*What to work on*: What follows is a set of records; restate each one word for word and drop the pictures.

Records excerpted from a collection
## BEGIN

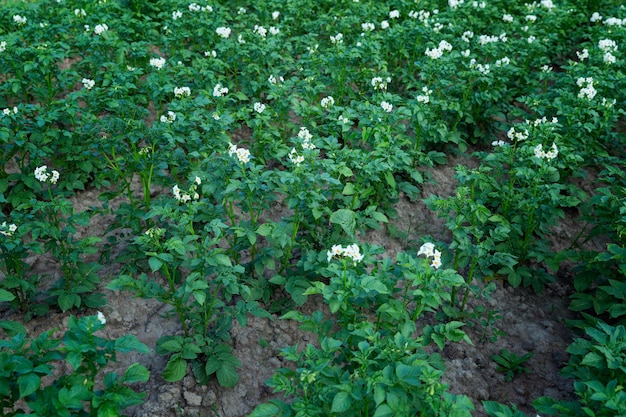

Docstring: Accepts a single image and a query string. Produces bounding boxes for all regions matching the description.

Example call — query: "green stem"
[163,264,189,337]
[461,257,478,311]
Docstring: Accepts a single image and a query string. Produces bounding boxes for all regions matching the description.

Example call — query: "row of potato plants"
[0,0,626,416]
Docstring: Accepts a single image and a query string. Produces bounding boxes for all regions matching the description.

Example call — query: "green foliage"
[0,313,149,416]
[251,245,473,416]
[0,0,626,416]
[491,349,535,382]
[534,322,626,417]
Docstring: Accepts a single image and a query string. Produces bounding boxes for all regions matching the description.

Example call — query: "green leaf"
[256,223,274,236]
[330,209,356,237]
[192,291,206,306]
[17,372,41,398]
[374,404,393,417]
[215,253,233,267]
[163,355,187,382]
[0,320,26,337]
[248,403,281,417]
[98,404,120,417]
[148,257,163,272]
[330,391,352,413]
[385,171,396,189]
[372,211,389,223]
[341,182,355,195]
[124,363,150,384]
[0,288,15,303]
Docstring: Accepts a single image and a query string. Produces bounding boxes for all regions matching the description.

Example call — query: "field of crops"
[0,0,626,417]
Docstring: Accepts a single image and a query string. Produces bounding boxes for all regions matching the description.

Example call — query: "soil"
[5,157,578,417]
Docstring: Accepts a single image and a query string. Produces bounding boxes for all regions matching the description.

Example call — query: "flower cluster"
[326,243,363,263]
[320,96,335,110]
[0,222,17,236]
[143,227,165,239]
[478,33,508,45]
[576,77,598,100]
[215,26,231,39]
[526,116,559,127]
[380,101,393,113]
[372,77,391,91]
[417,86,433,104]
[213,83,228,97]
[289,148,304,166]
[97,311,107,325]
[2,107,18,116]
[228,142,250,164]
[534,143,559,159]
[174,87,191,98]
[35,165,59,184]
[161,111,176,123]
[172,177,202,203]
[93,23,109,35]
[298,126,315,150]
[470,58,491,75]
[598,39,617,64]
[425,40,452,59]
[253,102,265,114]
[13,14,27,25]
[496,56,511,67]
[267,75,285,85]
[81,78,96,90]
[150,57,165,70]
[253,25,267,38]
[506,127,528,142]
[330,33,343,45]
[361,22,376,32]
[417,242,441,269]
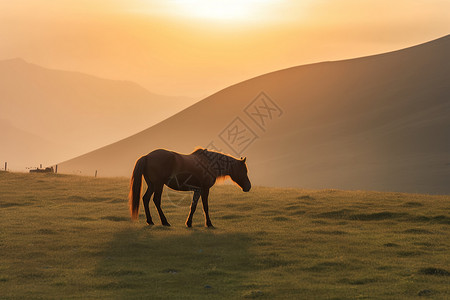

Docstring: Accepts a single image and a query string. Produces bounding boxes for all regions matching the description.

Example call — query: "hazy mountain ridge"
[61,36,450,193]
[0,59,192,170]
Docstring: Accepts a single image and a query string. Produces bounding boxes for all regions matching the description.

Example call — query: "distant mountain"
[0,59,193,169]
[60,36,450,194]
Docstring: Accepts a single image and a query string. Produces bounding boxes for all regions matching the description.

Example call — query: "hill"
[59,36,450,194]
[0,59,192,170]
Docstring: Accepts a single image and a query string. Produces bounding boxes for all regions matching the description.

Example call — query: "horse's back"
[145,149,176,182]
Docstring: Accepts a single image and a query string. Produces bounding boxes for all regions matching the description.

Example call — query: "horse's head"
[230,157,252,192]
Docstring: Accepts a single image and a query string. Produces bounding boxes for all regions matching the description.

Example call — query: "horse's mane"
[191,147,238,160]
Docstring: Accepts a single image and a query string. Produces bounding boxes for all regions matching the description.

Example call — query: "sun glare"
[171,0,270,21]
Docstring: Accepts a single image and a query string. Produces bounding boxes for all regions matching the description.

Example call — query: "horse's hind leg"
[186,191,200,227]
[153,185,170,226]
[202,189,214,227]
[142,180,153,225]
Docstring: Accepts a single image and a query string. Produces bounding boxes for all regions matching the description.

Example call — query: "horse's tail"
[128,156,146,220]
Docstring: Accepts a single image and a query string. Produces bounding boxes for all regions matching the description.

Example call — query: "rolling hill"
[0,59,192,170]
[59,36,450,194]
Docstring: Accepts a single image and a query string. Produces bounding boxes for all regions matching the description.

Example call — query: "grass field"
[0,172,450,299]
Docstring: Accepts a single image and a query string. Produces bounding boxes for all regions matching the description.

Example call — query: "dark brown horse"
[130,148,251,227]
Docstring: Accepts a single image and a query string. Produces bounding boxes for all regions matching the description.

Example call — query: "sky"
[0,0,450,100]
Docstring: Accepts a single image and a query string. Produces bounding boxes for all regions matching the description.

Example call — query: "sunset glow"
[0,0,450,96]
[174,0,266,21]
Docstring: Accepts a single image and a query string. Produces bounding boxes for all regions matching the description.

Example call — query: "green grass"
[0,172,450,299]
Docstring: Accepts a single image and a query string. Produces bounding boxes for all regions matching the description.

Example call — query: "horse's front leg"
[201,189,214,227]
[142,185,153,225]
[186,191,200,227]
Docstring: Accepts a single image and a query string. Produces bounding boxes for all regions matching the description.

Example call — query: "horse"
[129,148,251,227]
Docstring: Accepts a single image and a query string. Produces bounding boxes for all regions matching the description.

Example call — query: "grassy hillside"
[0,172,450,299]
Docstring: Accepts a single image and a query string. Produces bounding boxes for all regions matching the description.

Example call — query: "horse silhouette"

## END

*The solution*:
Docstring: Accepts a single image and a query string. Produces bounding boxes for all regions matching the description.

Example call — query: "green stem"
[163,264,189,337]
[461,257,478,311]
Docstring: Accepts a single image and a query string. Produces bounding boxes for all regions matching the description.

Example call — query: "row of potato plants"
[0,0,626,416]
Docstring: Accepts a single image and a query string. Produces bounding boxes for all regions matching the description.

Example call — query: "green foliage"
[0,313,149,416]
[251,245,473,416]
[0,0,626,416]
[491,349,535,382]
[534,322,626,417]
Docstring: Accepts a single image and a query string. Produces bounding boxes for all regions matching the description.

Example call — query: "green leaf"
[256,223,274,236]
[330,209,356,237]
[192,291,206,306]
[17,372,41,398]
[374,404,393,417]
[215,253,233,267]
[163,355,187,382]
[0,320,26,337]
[248,403,281,417]
[98,404,120,417]
[148,257,163,272]
[330,391,352,413]
[385,171,396,189]
[372,211,389,223]
[341,182,355,195]
[124,363,150,384]
[0,288,15,303]
Docstring: Accepts a single image and a query string. Produces bounding boxes for all regions matching the description.

Example call — query: "field of crops"
[0,0,626,417]
Docstring: Accepts a single image and a query string. Produces bounding boxes for all regions matching the description.

Example call — query: "soil"
[5,157,578,417]
Docstring: Accepts a single image and a query string. Produces bounding boxes for all regions matching the description.

Example call — query: "flower cluster"
[326,243,363,263]
[320,96,335,110]
[0,222,17,236]
[143,227,165,239]
[478,33,508,45]
[576,77,598,100]
[215,26,231,39]
[526,116,559,127]
[380,101,393,113]
[372,77,391,91]
[417,86,433,104]
[213,83,228,97]
[289,148,304,166]
[97,311,107,325]
[2,107,18,116]
[228,142,250,164]
[534,143,559,159]
[174,87,191,98]
[35,165,59,184]
[161,111,176,123]
[172,177,202,203]
[93,23,109,35]
[298,126,315,150]
[470,58,491,75]
[598,39,617,64]
[425,40,452,59]
[253,102,265,114]
[13,14,27,25]
[496,56,511,67]
[267,75,285,85]
[81,78,96,90]
[150,57,165,70]
[253,25,267,38]
[506,127,528,142]
[330,33,343,45]
[361,22,376,32]
[417,242,441,269]

Docstring: Accepts a single image and a query string. Produces bounding boxes for all regions matching the description.

Example call — query: "hazy mountain ridge"
[61,36,450,193]
[0,59,192,170]
Docstring: Accepts a single image and a query string. Produces bounding boxes for all regions matching the description.

Example call — query: "distant mountain"
[0,59,193,169]
[60,36,450,194]
Docstring: Accepts a single image and a query string. Produces bounding boxes for all regions matching the description.

Example call — query: "hill"
[59,36,450,194]
[0,59,192,170]
Docstring: Accepts a single image and a query string. Produces bounding boxes for all regions matching the description.

Example call — query: "horse's back"
[145,149,176,182]
Docstring: Accepts a single image and a query string. Produces bounding boxes for all regions matching the description.

Example call — query: "horse's head"
[230,157,252,192]
Docstring: Accepts a single image and a query string. Produces bounding boxes for all regions matching the description.

Example call — query: "horse's mane"
[191,147,238,160]
Docstring: Accepts a single image and a query string. Produces bounding boxes for all regions matching the description.

Example call — query: "sun glare"
[171,0,270,21]
Docstring: Accepts a single image and a query string. Produces bounding boxes for all regions matching the description.

Example call — query: "horse's hind leg"
[186,191,200,227]
[153,185,170,226]
[202,189,214,227]
[142,180,153,225]
Docstring: Accepts a single image and a query string. Produces bounding boxes for all regions matching the description.

Example call — query: "horse's tail"
[128,156,146,220]
Docstring: Accepts a single image and a query string. Produces bounding boxes for all regions matching the description.

Example call — query: "rolling hill"
[0,59,192,170]
[59,36,450,194]
Docstring: Accepts a single image and a query string. Produces bounding boxes for all regions matching the description.

Example call — query: "grass field"
[0,172,450,299]
Docstring: Accepts a single image and a query string. Produces bounding boxes for all regions matching the description.

Example call — query: "dark brown horse"
[130,148,251,227]
Docstring: Accepts a single image and a query string. Produces bounding boxes for all regions matching the description.

Example call — query: "sky"
[0,0,450,100]
Docstring: Accepts a single image and a query string. Produces bounding boxes for all regions matching the description.

Example call — query: "sunset glow"
[0,0,450,96]
[174,0,266,21]
Docstring: Accepts a single image and a query string. Produces bounding boxes for all regions matching the description.

Example call — query: "green grass"
[0,172,450,299]
Docstring: Accepts a single image and a query string. Produces bounding boxes for all regions matching the description.

Example call — query: "horse's front leg"
[201,189,214,227]
[142,185,153,225]
[186,191,200,227]
Docstring: Accepts a single image and a query string. Produces bounding boxes for all regions matching the description.

Example call — query: "horse"
[129,148,251,227]
Docstring: Accepts a single image and a query string. Produces bounding boxes for all regions matching the description.

Example call — query: "grassy hillside"
[0,172,450,299]
Docstring: Accepts a single image and a query string. Produces bounding boxes for all regions matching the description.

Example call — query: "horse silhouette"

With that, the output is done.